- DOCUMENT SECTION
· · ·
The Bullpen Session is a weekly round-up of my observations surrounding Cubs baseball and much, much more!
This session I’m covering topics over the last two weeks since I opted for Thanksgiving jokes last Thursday.
Speaking of which, I think the best Thanksgiving tradition is eating left over pecan pie for breakfast on Friday–not leftover turkey sandwiches.
–Dusty Baker deserved the NL Manager of the Year Award, not Bud Black.
I understand Black far surpassed expectations for what appeared to be a shabby Padres team in March. No one, after all, expected S.D. to content, but the group stayed in contention until the final weekend of the season.
Baker, however, led the Reds to its first postseason appearance in 15 years. His team didn’t fade down the stretch and actually won its division. Many of us expected the Reds to contend, but to win the Central? C’mon.
Dusty lost by one measly vote. Bruce Bochy, whose team defeated S.D to win the NL West and World Series, of course, finished third. Just doesn’t make sense to me.
–Pleasantly surprised to see Joey Votto nearly win the NL MVP race by unanimous decision. We know how great Pujols is, but Votto was clearly the winner for my money. I figured Pujol’s reputation alone would make it a closer race. So a tip of the cap to the baseball writers for getting this one right.
· · ·
- INPUT DATA

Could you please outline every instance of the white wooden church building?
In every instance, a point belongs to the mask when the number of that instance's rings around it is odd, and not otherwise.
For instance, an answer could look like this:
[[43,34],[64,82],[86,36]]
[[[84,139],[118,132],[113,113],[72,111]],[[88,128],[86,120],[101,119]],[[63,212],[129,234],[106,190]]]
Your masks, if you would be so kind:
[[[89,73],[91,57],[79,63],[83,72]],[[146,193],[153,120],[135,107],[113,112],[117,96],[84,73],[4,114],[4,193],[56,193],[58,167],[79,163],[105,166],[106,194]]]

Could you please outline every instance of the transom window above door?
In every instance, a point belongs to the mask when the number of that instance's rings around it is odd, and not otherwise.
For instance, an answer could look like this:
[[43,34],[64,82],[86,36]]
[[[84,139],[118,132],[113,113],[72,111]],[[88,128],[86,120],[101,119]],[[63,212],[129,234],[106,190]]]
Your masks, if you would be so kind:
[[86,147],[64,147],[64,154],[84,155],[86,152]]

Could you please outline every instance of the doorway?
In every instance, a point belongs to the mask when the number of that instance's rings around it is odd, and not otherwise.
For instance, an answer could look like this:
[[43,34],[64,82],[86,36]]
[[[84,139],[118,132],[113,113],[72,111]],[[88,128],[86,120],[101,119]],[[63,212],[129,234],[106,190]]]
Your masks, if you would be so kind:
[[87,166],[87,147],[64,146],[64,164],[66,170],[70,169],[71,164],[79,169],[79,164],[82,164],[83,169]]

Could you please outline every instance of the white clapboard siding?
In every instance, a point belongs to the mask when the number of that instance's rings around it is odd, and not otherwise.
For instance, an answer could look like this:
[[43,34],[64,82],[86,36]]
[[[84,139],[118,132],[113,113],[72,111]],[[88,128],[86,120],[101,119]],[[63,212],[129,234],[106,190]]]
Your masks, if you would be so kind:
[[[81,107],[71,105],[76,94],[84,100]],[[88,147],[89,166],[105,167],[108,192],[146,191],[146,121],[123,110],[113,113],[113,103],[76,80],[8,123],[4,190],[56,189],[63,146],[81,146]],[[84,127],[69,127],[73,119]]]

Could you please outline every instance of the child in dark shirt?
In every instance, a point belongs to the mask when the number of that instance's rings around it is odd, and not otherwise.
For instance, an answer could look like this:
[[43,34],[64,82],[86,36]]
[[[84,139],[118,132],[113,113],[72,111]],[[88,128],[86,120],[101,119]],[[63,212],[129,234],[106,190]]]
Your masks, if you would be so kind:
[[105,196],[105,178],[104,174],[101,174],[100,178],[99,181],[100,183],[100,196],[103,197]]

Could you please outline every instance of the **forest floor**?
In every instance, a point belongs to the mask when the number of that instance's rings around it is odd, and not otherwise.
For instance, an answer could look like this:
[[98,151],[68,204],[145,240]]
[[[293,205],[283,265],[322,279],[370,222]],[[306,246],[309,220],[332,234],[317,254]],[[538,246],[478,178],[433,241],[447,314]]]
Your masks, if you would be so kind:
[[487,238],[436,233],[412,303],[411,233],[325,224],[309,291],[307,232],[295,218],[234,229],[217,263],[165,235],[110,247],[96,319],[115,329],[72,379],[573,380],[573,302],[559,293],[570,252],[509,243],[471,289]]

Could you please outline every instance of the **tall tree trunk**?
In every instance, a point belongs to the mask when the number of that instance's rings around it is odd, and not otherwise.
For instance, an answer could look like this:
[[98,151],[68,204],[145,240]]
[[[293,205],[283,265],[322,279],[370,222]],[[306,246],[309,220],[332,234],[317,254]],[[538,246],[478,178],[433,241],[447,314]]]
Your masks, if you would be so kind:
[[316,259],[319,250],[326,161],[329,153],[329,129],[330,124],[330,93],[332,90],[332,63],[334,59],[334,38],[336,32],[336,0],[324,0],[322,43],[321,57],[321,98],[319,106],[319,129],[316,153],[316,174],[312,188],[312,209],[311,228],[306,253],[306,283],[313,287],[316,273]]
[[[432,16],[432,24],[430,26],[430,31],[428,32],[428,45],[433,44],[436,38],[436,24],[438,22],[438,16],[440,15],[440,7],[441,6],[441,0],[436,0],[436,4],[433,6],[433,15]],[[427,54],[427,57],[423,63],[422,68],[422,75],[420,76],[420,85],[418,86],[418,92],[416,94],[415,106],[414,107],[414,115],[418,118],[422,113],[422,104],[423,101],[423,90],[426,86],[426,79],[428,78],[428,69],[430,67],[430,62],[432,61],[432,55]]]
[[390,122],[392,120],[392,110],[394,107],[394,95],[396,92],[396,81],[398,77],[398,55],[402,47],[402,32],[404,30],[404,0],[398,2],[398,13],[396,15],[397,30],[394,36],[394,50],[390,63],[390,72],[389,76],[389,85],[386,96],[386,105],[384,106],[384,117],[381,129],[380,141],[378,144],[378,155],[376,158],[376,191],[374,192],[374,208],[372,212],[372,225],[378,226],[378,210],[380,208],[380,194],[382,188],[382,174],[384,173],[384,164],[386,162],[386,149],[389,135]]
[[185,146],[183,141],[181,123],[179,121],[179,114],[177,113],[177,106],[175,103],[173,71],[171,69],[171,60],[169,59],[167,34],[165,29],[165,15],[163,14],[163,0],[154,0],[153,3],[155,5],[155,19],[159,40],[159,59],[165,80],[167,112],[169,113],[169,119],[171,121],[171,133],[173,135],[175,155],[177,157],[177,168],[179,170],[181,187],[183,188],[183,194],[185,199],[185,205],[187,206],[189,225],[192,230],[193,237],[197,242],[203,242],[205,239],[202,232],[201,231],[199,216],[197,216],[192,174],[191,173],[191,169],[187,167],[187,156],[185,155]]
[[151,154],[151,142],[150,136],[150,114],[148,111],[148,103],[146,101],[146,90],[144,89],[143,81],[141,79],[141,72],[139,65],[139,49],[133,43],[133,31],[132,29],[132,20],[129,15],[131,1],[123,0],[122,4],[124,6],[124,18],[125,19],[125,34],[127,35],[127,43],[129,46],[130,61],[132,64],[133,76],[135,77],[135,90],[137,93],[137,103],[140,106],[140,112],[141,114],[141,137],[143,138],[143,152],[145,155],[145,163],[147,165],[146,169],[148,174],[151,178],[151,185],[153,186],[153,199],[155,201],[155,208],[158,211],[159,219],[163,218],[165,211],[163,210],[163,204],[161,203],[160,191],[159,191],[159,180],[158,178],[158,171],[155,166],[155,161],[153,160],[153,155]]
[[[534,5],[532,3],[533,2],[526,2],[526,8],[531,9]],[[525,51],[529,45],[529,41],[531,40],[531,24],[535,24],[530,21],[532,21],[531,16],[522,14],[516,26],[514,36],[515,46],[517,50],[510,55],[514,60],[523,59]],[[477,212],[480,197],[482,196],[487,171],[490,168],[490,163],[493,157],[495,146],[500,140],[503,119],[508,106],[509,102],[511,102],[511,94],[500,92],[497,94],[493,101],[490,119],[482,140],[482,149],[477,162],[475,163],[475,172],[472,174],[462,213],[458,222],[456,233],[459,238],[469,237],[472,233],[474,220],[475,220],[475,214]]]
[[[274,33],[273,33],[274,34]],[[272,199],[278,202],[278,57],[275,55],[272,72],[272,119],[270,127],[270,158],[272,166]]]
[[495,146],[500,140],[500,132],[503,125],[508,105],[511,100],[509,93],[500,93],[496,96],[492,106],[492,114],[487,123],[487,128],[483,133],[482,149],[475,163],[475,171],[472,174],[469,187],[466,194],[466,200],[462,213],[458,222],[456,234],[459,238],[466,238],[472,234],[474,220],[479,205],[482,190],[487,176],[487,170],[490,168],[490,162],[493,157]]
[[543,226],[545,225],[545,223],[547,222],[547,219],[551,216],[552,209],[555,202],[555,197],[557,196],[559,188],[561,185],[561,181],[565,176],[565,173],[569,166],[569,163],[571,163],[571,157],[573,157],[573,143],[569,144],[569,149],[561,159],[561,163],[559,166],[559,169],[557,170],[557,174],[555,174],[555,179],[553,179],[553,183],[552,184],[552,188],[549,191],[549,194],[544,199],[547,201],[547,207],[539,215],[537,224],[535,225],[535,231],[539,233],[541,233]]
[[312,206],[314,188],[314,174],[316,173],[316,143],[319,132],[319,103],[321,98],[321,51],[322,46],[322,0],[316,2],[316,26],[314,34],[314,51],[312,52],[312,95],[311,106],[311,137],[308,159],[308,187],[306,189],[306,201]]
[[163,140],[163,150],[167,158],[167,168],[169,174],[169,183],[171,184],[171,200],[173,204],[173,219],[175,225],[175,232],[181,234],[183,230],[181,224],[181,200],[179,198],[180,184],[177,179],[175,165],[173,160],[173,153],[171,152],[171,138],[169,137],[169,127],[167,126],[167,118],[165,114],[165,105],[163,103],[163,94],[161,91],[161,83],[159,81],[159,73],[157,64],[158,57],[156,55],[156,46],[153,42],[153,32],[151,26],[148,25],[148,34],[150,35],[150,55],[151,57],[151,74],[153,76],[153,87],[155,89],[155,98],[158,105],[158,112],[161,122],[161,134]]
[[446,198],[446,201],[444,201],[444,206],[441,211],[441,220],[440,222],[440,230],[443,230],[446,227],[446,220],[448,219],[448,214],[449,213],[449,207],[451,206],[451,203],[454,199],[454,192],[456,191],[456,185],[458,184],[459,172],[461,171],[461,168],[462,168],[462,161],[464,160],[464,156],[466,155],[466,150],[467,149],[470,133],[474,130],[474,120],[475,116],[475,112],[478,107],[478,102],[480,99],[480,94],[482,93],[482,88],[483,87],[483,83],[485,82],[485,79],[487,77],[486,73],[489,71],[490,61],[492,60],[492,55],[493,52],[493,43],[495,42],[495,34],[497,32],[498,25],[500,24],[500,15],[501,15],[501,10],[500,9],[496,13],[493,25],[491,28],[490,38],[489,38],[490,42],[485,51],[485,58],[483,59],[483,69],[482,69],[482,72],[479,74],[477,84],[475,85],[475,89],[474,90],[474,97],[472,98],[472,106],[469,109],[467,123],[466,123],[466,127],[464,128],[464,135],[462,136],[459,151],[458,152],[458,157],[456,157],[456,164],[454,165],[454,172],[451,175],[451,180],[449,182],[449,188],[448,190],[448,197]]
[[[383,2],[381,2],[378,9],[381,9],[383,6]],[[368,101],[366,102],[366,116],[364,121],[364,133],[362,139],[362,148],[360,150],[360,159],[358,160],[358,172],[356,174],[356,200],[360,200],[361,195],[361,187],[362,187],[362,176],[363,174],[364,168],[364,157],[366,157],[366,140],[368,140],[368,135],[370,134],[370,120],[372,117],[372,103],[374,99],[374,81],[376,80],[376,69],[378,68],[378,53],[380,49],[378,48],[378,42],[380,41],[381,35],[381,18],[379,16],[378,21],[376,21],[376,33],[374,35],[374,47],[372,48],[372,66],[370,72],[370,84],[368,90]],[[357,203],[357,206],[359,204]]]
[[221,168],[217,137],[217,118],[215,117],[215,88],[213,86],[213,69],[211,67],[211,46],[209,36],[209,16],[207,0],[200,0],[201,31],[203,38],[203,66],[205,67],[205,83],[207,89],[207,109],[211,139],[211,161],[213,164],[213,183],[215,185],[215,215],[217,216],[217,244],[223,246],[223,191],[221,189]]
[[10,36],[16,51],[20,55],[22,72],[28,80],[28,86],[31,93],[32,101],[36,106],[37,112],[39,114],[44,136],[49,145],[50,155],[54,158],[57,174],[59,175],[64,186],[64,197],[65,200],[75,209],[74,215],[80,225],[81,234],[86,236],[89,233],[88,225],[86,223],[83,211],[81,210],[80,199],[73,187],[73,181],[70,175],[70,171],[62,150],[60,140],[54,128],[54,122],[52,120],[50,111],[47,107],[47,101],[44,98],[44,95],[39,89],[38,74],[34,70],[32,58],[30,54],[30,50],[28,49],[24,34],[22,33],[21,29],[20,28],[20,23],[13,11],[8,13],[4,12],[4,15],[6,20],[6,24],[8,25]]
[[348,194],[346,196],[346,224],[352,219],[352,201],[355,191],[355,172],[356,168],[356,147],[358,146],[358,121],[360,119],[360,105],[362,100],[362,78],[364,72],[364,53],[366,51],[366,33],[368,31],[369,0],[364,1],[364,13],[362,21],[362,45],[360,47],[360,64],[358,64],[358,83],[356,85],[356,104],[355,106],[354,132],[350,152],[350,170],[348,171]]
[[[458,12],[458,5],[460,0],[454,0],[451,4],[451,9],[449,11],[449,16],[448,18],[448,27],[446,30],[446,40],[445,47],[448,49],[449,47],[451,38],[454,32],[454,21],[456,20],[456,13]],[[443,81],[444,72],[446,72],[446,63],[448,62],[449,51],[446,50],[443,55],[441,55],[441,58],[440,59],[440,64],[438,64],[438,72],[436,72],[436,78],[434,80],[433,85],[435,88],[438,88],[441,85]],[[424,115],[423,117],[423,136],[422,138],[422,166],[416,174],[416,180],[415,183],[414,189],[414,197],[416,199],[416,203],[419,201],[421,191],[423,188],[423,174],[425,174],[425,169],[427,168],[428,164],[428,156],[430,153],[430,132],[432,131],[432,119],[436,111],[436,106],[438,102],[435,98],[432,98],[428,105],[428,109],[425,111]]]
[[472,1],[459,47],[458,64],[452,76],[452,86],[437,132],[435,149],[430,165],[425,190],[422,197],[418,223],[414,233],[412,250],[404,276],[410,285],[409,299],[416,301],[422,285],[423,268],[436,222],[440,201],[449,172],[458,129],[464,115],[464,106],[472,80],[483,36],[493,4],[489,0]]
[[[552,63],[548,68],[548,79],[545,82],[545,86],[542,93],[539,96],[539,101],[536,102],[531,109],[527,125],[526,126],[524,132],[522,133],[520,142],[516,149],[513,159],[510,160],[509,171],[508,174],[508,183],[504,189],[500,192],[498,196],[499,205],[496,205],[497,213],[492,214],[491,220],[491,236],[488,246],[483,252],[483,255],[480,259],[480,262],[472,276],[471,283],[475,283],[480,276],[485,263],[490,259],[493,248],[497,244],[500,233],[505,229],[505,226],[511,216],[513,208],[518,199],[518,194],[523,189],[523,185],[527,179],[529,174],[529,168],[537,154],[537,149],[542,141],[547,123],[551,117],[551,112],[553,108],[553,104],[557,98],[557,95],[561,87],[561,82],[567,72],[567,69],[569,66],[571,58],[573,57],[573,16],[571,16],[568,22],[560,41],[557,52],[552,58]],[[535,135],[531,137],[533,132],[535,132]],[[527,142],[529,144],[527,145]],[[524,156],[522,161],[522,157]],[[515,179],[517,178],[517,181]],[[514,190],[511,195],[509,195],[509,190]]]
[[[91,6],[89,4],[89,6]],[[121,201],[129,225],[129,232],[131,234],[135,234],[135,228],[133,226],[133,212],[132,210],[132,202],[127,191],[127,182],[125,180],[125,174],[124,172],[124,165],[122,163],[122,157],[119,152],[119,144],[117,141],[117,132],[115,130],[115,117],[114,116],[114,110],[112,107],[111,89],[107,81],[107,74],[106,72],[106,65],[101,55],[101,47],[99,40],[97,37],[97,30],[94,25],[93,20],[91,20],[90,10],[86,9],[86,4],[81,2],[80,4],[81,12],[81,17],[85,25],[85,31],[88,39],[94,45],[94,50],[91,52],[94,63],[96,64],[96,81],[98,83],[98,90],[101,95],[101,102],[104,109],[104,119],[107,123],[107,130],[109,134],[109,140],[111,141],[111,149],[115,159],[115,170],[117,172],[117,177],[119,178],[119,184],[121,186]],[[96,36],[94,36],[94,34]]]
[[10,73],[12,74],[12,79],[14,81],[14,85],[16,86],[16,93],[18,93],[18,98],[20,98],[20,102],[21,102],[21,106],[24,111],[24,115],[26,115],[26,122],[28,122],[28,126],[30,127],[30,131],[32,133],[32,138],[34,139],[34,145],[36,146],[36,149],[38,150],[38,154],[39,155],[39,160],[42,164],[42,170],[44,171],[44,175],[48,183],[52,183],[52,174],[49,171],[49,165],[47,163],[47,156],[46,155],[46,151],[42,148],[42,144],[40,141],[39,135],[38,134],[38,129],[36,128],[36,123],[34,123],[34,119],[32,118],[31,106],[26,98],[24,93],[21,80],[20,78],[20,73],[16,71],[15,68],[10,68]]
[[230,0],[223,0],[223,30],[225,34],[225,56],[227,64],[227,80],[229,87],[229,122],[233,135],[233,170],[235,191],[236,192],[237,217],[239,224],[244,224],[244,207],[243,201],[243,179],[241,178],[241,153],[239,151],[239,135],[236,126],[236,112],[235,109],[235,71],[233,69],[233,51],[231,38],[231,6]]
· · ·
- REQUIRED WORK
1. Rewrite the baseball round-up from "This session I’m" up to and including "the Central? C’mon.", changing "Reds" to "Cincinnati".
2. Translate this sentence from the baseball round-up into Spanish: "Dusty lost by one measly vote."

- ANSWERS IN ORDER
1.
This session I’m covering topics over the last two weeks since I opted for Thanksgiving jokes last Thursday.
Speaking of which, I think the best Thanksgiving tradition is eating left over pecan pie for breakfast on Friday–not leftover turkey sandwiches.
–Dusty Baker deserved the NL Manager of the Year Award, not Bud Black.
I understand Black far surpassed expectations for what appeared to be a shabby Padres team in March. No one, after all, expected S.D. to content, but the group stayed in contention until the final weekend of the season.
Baker, however, led the Cincinnati to its first postseason appearance in 15 years. His team didn’t fade down the stretch and actually won its division. Many of us expected the Cincinnati to contend, but to win the Central? C’mon.

2. Dusty perdió por un mísero voto.